### [Supplied text]
^^^^^^^^

What do you hope the future of urban agriculture will look like?
I just hope that it becomes more widespread. Hopefully the farms will become bigger and there will be more involvement so that they can service more people. Having these farms is a way to get fresher food than you can get in a supermarket. If you just could just go to your local farm and to grab produce, instead of having to go to the store where it’s hard to travel this long distance to get to you, it would help with climate change and increase environmental sustainability.
Were there any challenges you came across during your research process?
When working on this paper and the research, finding people to talk to was a challenge that we had to overcome. It was hard to find people who actually wanted to talk, who wanted to participate in research because there’s a distrust of researchers coming into communities, which I understand. Building trust within these communities was a challenge that we had to overcome. I think it is helpful looking like them and being from a similar background, it makes it easier to gain their trust. It definitely was a challenge that we had to overcome. I tried to make it feel less like an interview so much, and focus on having a conversation.
When you were talking to people, were there any specific stories that stood out to you?

^^^^^^^^

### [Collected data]
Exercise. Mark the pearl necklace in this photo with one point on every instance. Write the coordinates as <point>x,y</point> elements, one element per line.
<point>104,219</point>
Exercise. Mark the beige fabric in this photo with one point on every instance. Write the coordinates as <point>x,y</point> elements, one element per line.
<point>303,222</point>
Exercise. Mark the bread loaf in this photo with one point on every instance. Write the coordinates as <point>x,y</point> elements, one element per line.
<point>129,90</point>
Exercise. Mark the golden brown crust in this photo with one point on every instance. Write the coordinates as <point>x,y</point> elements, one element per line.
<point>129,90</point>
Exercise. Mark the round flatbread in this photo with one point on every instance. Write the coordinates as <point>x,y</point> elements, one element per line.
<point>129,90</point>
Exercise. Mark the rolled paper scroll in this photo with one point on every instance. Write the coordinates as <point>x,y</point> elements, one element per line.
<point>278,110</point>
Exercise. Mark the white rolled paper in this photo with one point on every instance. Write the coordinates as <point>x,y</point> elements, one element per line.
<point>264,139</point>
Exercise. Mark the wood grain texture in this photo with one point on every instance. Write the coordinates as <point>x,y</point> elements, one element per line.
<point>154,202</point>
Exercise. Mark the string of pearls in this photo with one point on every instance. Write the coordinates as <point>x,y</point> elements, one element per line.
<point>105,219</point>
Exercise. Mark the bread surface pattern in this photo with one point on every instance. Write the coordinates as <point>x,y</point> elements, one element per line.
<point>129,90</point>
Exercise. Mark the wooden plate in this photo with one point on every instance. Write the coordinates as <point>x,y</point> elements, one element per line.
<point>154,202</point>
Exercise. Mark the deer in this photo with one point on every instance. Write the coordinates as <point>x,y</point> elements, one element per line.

^^^^^^^^

### [Work item A]
In the interview about urban agriculture, what did the interviewee try to make the research conversations feel like?
### [Work item B]
Carry on the interview about urban agriculture, beginning right after its final line.

### [Reply A]
Less like an interview and more like a conversation.

### [Reply B]
I remember I was talking to this one farmer, his name was Farmer Chippy. With Farmer Chippy the interviews were supposed to be an hour long, but he talked to me for two hours. I loved talking to him because he was imparting to me with his wisdom about how to succeed in life and talking about his background, he grew up in Jamaica. He got his farming background there and now he’s farming in Baltimore. He talked about the ways in which he pushes his children to pursue careers in agriculture or biology. He was great to talk to because he had all this knowledge that he wanted to share. I took a lot of what he said with me, when it comes to progressing in life and succeeding in life.
Do you think there’s a way that learning about urban farming could be implemented into school curriculums that could make an impact?
It definitely could. There are some schools that have school gardens. I think taking time to have students go outside and tend to the garden is a great way for them to learn about urban farming. They could also use that garden to create meals like in the cafeteria that they can eat for lunch.
In one interview, this woman talked about how she goes into schools and she teaches children how to prepare different fruits and vegetables so that they can go home and show their parents. It influences their parents’ eating as well, and eventually the whole family starts eating healthy food that has better nutrition. It’s amazing teaching young people, because young people have such a big influence on older generations as well.
What have been the highlights of the process?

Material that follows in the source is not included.